■ Given problem ■
Skip all pictures, then print the remaining material exactly.
══ Provided data ══
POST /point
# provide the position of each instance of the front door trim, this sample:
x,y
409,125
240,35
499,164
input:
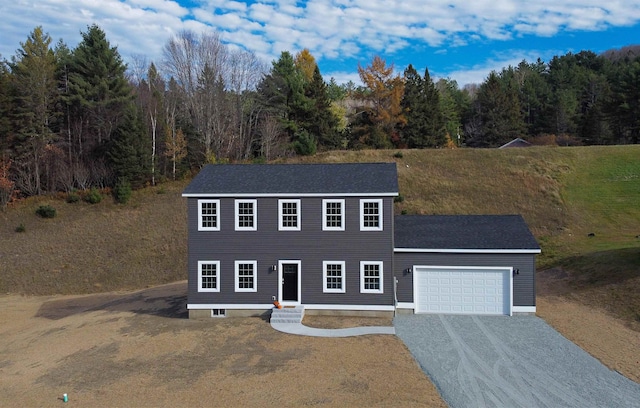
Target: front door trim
x,y
281,263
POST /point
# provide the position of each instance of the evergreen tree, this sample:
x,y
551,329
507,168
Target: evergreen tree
x,y
455,105
35,98
422,109
625,100
498,109
282,95
128,153
98,90
6,107
321,122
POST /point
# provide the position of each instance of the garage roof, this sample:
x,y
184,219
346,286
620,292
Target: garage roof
x,y
295,179
463,232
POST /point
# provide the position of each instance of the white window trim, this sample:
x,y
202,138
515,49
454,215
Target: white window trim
x,y
200,227
342,276
255,215
325,227
255,276
380,264
299,216
380,212
200,288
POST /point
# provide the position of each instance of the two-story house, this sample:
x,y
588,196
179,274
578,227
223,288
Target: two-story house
x,y
323,236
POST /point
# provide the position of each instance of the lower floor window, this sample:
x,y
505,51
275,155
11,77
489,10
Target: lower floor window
x,y
333,272
209,276
371,277
246,276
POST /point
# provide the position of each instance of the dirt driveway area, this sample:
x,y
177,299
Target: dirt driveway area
x,y
139,350
510,361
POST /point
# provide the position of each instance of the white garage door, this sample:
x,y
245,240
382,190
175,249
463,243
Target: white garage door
x,y
462,290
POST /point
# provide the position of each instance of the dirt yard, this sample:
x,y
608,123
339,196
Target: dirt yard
x,y
138,349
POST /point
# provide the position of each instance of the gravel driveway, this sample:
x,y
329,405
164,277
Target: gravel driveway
x,y
518,361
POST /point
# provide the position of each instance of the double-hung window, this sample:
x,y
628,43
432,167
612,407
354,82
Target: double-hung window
x,y
371,277
289,215
208,215
246,215
208,276
333,215
246,276
371,215
333,276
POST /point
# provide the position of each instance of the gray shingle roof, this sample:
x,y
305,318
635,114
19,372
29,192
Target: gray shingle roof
x,y
342,178
482,232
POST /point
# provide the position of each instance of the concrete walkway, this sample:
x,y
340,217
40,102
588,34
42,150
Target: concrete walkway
x,y
302,330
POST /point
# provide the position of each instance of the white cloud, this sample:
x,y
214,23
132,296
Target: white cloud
x,y
479,72
331,29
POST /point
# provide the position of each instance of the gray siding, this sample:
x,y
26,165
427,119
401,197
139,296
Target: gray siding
x,y
311,246
523,283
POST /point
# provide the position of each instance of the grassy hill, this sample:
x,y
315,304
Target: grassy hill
x,y
582,203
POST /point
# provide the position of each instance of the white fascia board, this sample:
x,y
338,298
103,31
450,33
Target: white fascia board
x,y
524,309
351,307
280,195
201,306
468,251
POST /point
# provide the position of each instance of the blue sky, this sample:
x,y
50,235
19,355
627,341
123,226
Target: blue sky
x,y
460,39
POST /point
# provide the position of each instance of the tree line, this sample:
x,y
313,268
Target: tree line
x,y
80,118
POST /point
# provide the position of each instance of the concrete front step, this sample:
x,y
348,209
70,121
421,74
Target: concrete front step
x,y
287,315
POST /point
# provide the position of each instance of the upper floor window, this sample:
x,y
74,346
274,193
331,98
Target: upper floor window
x,y
208,276
333,278
208,215
371,215
246,215
333,215
371,277
289,215
246,277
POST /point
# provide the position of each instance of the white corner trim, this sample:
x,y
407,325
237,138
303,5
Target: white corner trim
x,y
204,306
468,251
524,309
351,307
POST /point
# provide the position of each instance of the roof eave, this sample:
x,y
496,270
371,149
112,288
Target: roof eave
x,y
471,250
258,195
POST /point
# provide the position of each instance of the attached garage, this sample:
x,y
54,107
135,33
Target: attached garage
x,y
464,264
463,290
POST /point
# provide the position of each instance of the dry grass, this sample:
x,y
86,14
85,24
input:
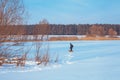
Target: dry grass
x,y
99,38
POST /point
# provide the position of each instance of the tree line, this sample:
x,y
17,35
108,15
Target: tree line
x,y
73,29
═══
■ Output of the task ■
POST /point
# provide the position of each instance of the front door trim, this sample:
x,y
409,125
240,35
499,164
input:
Target: front door trim
x,y
281,263
POST /point
# provide the position of each instance of the evergreen tree, this sample:
x,y
551,329
507,168
Target: evergreen tree
x,y
455,105
35,98
422,109
625,100
498,109
282,95
128,153
98,90
6,107
321,122
POST /point
# provide the position of each instance of the garage roof, this sample:
x,y
184,219
346,286
620,292
Target: garage roof
x,y
295,179
463,232
POST /point
# provide the position of each instance of the white window trim, this sample:
x,y
202,138
515,49
454,215
Target: white window trim
x,y
200,227
342,276
255,215
325,227
255,276
380,264
299,216
380,212
200,288
POST /point
# provide the position of each instance of the two-story house, this sample:
x,y
588,196
179,274
578,227
223,288
Target: two-story house
x,y
323,236
POST /point
# provide the position of each instance of the lower floor window, this sample:
x,y
505,51
275,155
11,77
489,10
Target: lower floor window
x,y
333,272
209,276
371,277
246,276
POST /point
# provide the position of each instance of the dirt driveway area, this sample:
x,y
177,299
Target: dirt driveway area
x,y
139,350
510,361
POST /point
# provide the position of each instance of the white garage door, this sample:
x,y
245,240
382,190
175,249
463,243
Target: white garage door
x,y
462,290
POST /point
# provide the position of each instance of the dirt yard, this sample:
x,y
608,123
339,196
Target: dirt yard
x,y
138,349
POST /point
# provide the position of each instance of the gravel driveway, this sample:
x,y
329,405
164,277
Target: gravel driveway
x,y
518,361
POST /point
# provide the position of each instance of the double-hung window, this sample:
x,y
628,43
432,167
612,407
354,82
Target: double-hung window
x,y
371,277
289,215
208,215
246,215
208,276
333,215
246,276
371,215
333,276
POST /point
# provide the position of each instance of the gray shingle roof, this sample:
x,y
305,318
635,114
19,372
29,192
Target: gray shingle roof
x,y
342,178
482,232
POST /point
# provide the position of each instance of the concrete walkway, this sample:
x,y
340,217
40,102
588,34
42,150
Target: concrete walkway
x,y
302,330
POST /point
# provide the position of each instance of the white cloud, this sample:
x,y
214,23
132,296
Target: white cloud
x,y
479,72
331,29
POST /point
# provide the position of each instance of the gray siding, this sample:
x,y
26,165
427,119
401,197
139,296
Target: gray siding
x,y
311,246
523,283
POST /point
# provide the position of each instance of the grassy hill, this sample:
x,y
315,304
Target: grassy hill
x,y
582,203
POST /point
# provide the position of each instance of the white fascia board, this sample:
x,y
338,298
103,31
450,33
Target: white fascia board
x,y
524,309
351,307
280,195
201,306
468,251
POST /point
# provide the position of each instance of the blue sky, this sample:
x,y
50,235
19,355
627,341
123,226
Target: blue sky
x,y
460,39
POST /point
# provide the position of each instance of the tree line, this sample:
x,y
313,268
Target: tree line
x,y
80,118
POST /point
# provide the position of each instance of the concrete front step, this sample:
x,y
348,209
70,121
421,74
Target: concrete front step
x,y
287,315
POST /point
# provide the position of each instance of the upper floor window, this sample:
x,y
74,346
274,193
331,98
Target: upper floor window
x,y
208,276
333,278
208,215
371,215
246,215
333,215
371,277
289,215
246,277
POST /point
# provide the position of each instance of the white corner trim, this sample:
x,y
407,325
237,138
303,5
Target: white corner trim
x,y
204,306
468,251
524,309
351,307
POST /point
# provide the position of each instance of the roof eave, this sample:
x,y
496,270
371,149
112,288
Target: roof eave
x,y
471,250
258,195
POST /point
# provide the position of each instance of the attached garage, this sample:
x,y
54,107
135,33
Target: attached garage
x,y
464,264
463,290
POST /point
# provide the position of each instance of the dry grass, this sample:
x,y
86,14
85,24
input:
Target: dry grass
x,y
99,38
POST /point
# provide the position of each instance of the tree line, this sample:
x,y
17,35
108,15
Target: tree line
x,y
73,29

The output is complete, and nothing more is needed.